WORK REQUEST ->
Return the listing below exactly, with the pictures dropped.

* * * * *

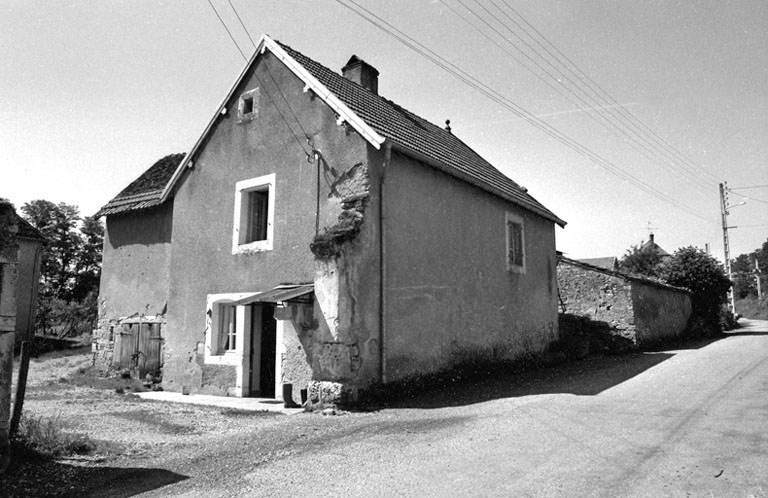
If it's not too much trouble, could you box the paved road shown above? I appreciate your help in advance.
[139,320,768,498]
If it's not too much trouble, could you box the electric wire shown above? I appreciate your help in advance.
[729,191,768,206]
[207,0,312,158]
[730,184,768,190]
[495,0,721,186]
[451,0,715,193]
[226,0,314,150]
[335,0,717,224]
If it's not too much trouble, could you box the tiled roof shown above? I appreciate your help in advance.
[16,216,46,242]
[279,42,565,227]
[577,257,618,271]
[97,153,185,217]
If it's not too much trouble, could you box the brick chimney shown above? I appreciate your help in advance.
[342,55,379,94]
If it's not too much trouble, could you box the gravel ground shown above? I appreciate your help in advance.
[6,327,759,498]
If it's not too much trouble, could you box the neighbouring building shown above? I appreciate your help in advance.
[0,200,44,471]
[94,35,566,404]
[557,255,691,346]
[577,257,618,271]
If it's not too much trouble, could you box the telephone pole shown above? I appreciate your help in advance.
[755,258,762,299]
[719,182,736,314]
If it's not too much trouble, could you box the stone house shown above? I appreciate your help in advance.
[557,256,691,346]
[94,35,565,404]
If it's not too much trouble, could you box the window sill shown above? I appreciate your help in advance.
[232,239,273,255]
[204,351,241,366]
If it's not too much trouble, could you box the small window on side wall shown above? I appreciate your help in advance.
[506,212,526,273]
[232,173,275,254]
[237,88,260,123]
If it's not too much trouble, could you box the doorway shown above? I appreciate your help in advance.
[249,304,276,397]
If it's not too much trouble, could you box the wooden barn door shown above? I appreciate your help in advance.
[115,322,163,377]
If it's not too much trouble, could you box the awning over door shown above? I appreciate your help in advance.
[232,284,314,306]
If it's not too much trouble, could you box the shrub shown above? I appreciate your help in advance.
[13,413,95,458]
[660,247,732,336]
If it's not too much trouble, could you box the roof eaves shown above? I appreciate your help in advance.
[264,37,385,149]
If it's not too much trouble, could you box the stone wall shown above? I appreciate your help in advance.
[557,257,691,347]
[557,259,636,341]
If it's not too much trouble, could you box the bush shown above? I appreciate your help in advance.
[13,413,95,458]
[660,247,732,336]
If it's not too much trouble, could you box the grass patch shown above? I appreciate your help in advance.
[12,412,96,458]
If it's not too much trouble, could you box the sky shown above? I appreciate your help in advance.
[2,0,766,261]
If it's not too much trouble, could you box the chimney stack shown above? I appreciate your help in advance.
[342,55,379,94]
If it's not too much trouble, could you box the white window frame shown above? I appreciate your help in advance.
[506,212,526,274]
[204,292,257,366]
[237,87,260,123]
[232,173,275,254]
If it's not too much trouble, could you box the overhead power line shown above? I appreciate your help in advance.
[206,0,313,159]
[445,0,716,194]
[334,0,718,224]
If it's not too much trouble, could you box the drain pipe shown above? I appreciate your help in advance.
[379,141,392,384]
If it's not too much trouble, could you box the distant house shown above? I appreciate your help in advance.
[638,233,671,260]
[94,35,565,404]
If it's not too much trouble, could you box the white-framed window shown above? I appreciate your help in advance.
[506,212,526,273]
[237,88,260,123]
[218,304,237,353]
[232,173,275,254]
[204,293,257,365]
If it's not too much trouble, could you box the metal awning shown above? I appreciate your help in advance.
[232,284,314,306]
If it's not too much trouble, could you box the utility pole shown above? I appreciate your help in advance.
[755,257,762,299]
[719,182,736,314]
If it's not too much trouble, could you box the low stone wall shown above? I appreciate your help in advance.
[557,257,691,347]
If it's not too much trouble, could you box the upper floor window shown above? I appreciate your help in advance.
[237,88,260,123]
[506,212,526,273]
[232,173,275,254]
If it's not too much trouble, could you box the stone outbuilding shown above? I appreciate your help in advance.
[557,255,691,346]
[94,35,566,404]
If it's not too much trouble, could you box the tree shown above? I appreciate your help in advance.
[660,246,732,335]
[730,238,768,299]
[21,200,82,301]
[619,244,664,278]
[71,215,104,302]
[19,200,103,336]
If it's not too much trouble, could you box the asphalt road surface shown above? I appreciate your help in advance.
[139,320,768,498]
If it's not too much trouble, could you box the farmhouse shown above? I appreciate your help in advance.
[94,35,565,404]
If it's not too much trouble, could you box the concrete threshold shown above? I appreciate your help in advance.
[134,391,304,415]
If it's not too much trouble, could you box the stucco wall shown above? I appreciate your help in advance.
[631,283,691,345]
[99,202,173,318]
[162,51,373,393]
[381,151,559,381]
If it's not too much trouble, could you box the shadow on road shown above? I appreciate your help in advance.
[1,454,188,498]
[374,352,675,410]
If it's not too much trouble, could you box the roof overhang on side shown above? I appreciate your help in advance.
[388,141,567,227]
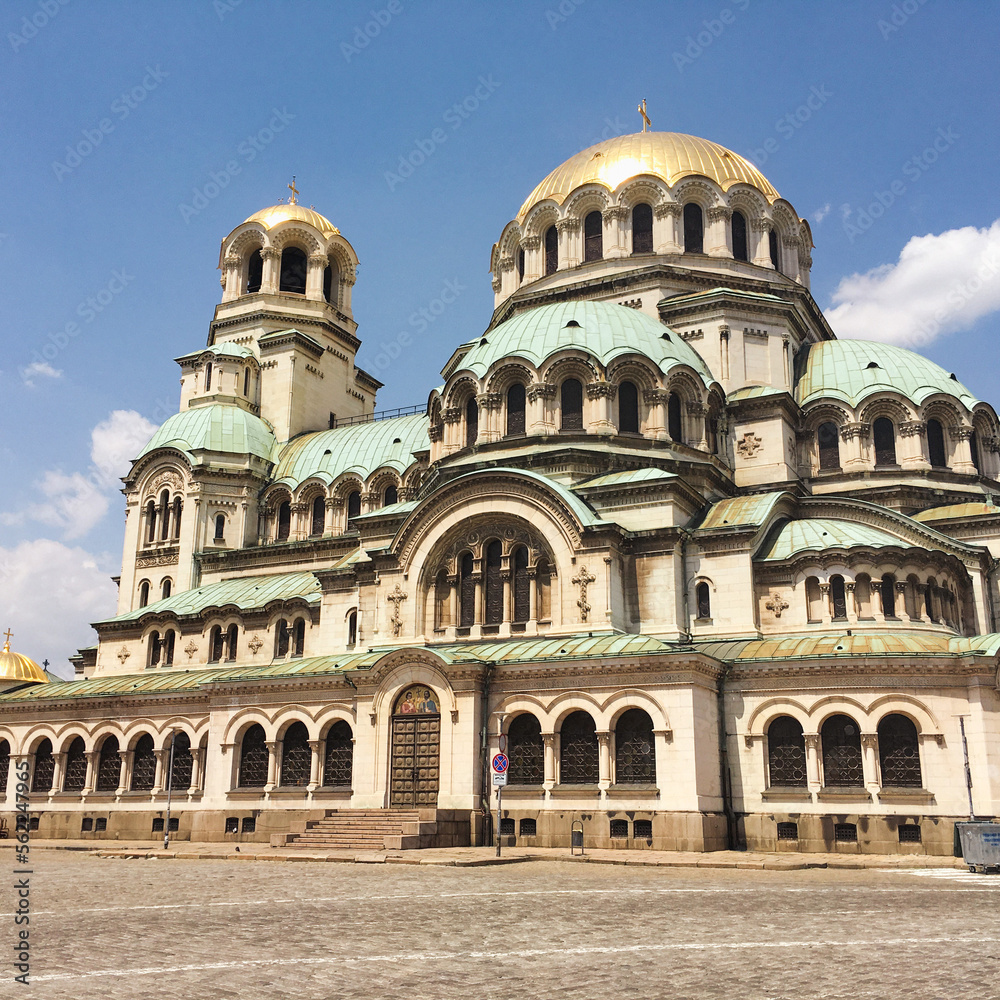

* * * * *

YOUR RESPONSE ->
If it's not too much trouble, could you box the paved road shown above? I appreciate your help in advance.
[139,320,768,498]
If it's not too much trouble, could you box the electric wire shown above? I appreciate your help in advance.
[729,191,768,206]
[207,0,312,158]
[730,184,768,190]
[495,0,721,186]
[451,0,715,193]
[226,0,314,150]
[335,0,717,224]
If it's not too much trouble, could you box the tiled roof shown above? I appreciate your help in advance.
[16,216,46,242]
[279,42,565,227]
[577,257,618,271]
[97,153,185,217]
If it's not too much trouble, could you box the brick chimney shown above? I appreciate your help in advance.
[342,55,379,94]
If it's not too much trouble, could you box the gravel ground shown above? I appreciate your help in advance.
[6,327,759,498]
If it's not too much trouble, could you box the neighbouring building shown above? I appreciate your help in advance.
[0,200,44,471]
[94,35,566,404]
[557,255,691,346]
[577,257,618,271]
If it's not too much trouble, could you box the telephone pole shown above? I appreciate your help in advance.
[755,258,762,299]
[719,182,736,314]
If it's not too much trouble, could you box the stone house shown above? I appreciate your help in advance.
[557,256,691,346]
[94,35,565,404]
If it's not too much trouble, could you box the window sill shown above? I appreciate your help in advance.
[232,239,273,255]
[204,351,241,366]
If it's not too much trouble, could you box the small window on side wall shown above? I appreciate your help in advance.
[506,212,526,273]
[232,173,275,254]
[237,88,260,123]
If it's not too much trouble, could you box the doorway shown above? I appreciate your help in advance.
[249,304,276,397]
If it's not too much trouble, could you box the wooden barn door shown above? I appreciate your help in advance.
[115,322,163,377]
If it's not too much trouble, could you box the awning over door shown above? I appreciate your help in advance.
[232,284,314,306]
If it's not too much trouble, could you box the shrub shown above? I appreciate your help in advance.
[13,413,95,458]
[660,247,732,336]
If it's not too much trouble, could you box the roof eaves shown above? I appreciate your help in advance.
[264,37,385,149]
If it's not too much trouble, could you box the stone wall shown above? I appreciate your help in advance.
[557,257,691,347]
[557,259,636,341]
If it's not too much trouble, could you box the bush shown above? I appreciate your help in advance.
[13,413,95,458]
[660,247,732,336]
If it's not too much trouble, could you box the grass patch shown above? I appreciate your help in advance.
[12,412,96,458]
If it's not too much trouble, could you box the sky shown above? I appreciate your help in advance.
[2,0,766,261]
If it's not too much trouble, could you box the chimney stack shown above? I appreciate your help in advance.
[342,55,379,94]
If it's not too much trouble, could you box the white window frame shown above? I appreciate your help in advance.
[506,212,526,274]
[204,292,257,366]
[237,87,260,123]
[232,173,275,254]
If it's not too much trouble, could you box the overhead power line shown above? I appreciate your help in advance.
[206,0,313,159]
[445,0,716,194]
[334,0,718,224]
If it's not too much trouble, could you box the drain pipe shown above? I appreciate your help in advance.
[379,141,392,384]
If it's not too much trouble, could you box the distant house shown above? I appreciate your help in advance.
[638,233,671,260]
[94,35,565,404]
If it's not too much trouble, could you box the white-framed window shown above? I appreciate your help in advance.
[506,212,526,273]
[237,88,260,123]
[218,304,237,353]
[232,173,275,254]
[204,293,257,365]
If it's not too much trouble, could you box the metal awning shown above? I appreciate your help in advance.
[232,284,314,306]
If it's not too much trouble, could you box the utility pole shown above? I appreciate your help in advance.
[755,257,762,299]
[719,182,736,314]
If it's not too much trouble, could you box the low stone wall shown above? I appreciate your help in advance.
[557,257,691,347]
If it's not too much trouble, could you box the upper floor window shown above? I appreciate your help in advance.
[237,88,260,123]
[506,212,526,273]
[232,173,275,254]
If it's not too much trouble, could you box the stone outbuilding shown above? I appreciate your help in advance.
[557,255,691,346]
[94,35,566,404]
If it's not too much trouble, could you box the tree shown above? I appreciate your help in advance.
[660,246,732,335]
[730,238,768,299]
[21,200,82,301]
[619,244,664,278]
[71,215,104,302]
[19,200,103,336]
If it's not too much trouble, could you box the asphalt road surface shown above? I appreciate your help in advance.
[139,320,768,498]
If it's not too much trouble, could you box the farmhouse shown above? I appreciate your help in advance.
[94,35,565,404]
If it's not too much trouble, could you box the concrete threshold shown above? I appreciate your help in advance.
[134,391,304,415]
If it's not too much trouble, could you box the stucco wall shown above? I appreciate your help in advance.
[631,283,691,345]
[99,202,173,318]
[162,51,373,393]
[381,151,559,381]
If it's not too much trouble, could you box the shadow on road shown above? I appreciate your help in advance.
[1,454,188,498]
[374,352,675,410]
If it's not too much trouble, could you box the roof overhang on side shown above? I appreciate your help in advance.
[388,141,567,227]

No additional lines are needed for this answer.